■ WHAT TO DO ■
Shorten the paragraph of the passage on teaching plot below that begins "Then I ask what is similar" to one or two sentences, keeping its main facts.

■ DOCUMENT TEXT ■
********************
In order to help the children understand plot, I tell two variants of the same folktale, such as:

  • the "Lad Who Went to the North Wind" (Peter Asbjornsen, East o' the Sun and West o' the Moon, Macmillan, 1953) and
  • the "Magic Cooking Pot" (Faith M. Towle, The Magic Cooking Pot, Houghton Mifflin, 1975).
Any folktale with a clear, simple structure will do.

Then I ask what is similar about the two stories. One fifth grade class listed these similarities:

  • magic things were stolen
  • things were given by a supernatural being
  • cheap things replaced the magic things
  • they used one of the magic things to get the stuff back.

Pointing to the list, I inquired of my students: "what do we have here?" The answer came back: that's the story - the plot.

After reaching this conclusion, we put the list in order and add any missing steps. We have described the plots of both stories.
********************
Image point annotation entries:
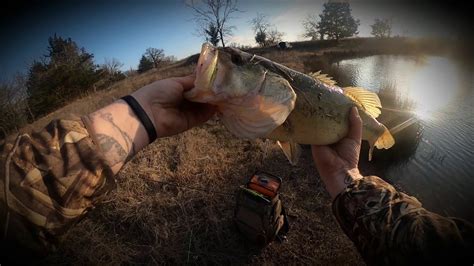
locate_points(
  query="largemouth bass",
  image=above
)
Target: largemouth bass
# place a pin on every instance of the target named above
(258, 98)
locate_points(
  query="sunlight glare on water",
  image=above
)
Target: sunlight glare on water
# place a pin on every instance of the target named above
(437, 85)
(440, 93)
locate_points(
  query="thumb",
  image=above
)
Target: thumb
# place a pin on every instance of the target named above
(187, 81)
(355, 127)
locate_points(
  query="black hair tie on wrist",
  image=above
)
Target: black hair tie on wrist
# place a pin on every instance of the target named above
(141, 114)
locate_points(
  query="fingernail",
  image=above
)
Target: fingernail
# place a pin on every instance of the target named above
(355, 111)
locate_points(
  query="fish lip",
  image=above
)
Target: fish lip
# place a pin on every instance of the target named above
(203, 82)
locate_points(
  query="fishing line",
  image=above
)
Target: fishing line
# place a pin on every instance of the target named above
(193, 188)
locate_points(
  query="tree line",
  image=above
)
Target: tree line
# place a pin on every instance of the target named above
(335, 22)
(64, 73)
(68, 71)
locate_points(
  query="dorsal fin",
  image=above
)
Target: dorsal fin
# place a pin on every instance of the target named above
(364, 99)
(324, 78)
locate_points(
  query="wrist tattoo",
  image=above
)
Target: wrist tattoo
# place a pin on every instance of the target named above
(113, 150)
(348, 179)
(110, 145)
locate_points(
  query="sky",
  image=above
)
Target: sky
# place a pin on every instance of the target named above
(124, 29)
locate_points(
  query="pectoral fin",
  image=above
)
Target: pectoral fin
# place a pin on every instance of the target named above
(291, 149)
(384, 141)
(364, 99)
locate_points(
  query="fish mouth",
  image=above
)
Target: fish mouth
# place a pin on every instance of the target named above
(206, 71)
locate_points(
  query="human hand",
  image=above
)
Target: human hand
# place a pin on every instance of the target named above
(168, 110)
(337, 163)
********************
■ TASK SOLUTION ■
The teacher asks what the two stories have in common, and one fifth grade class found these similarities: a supernatural being gave magic things that were then stolen and replaced with cheap things, and one of the magic things was used to get the stolen things back.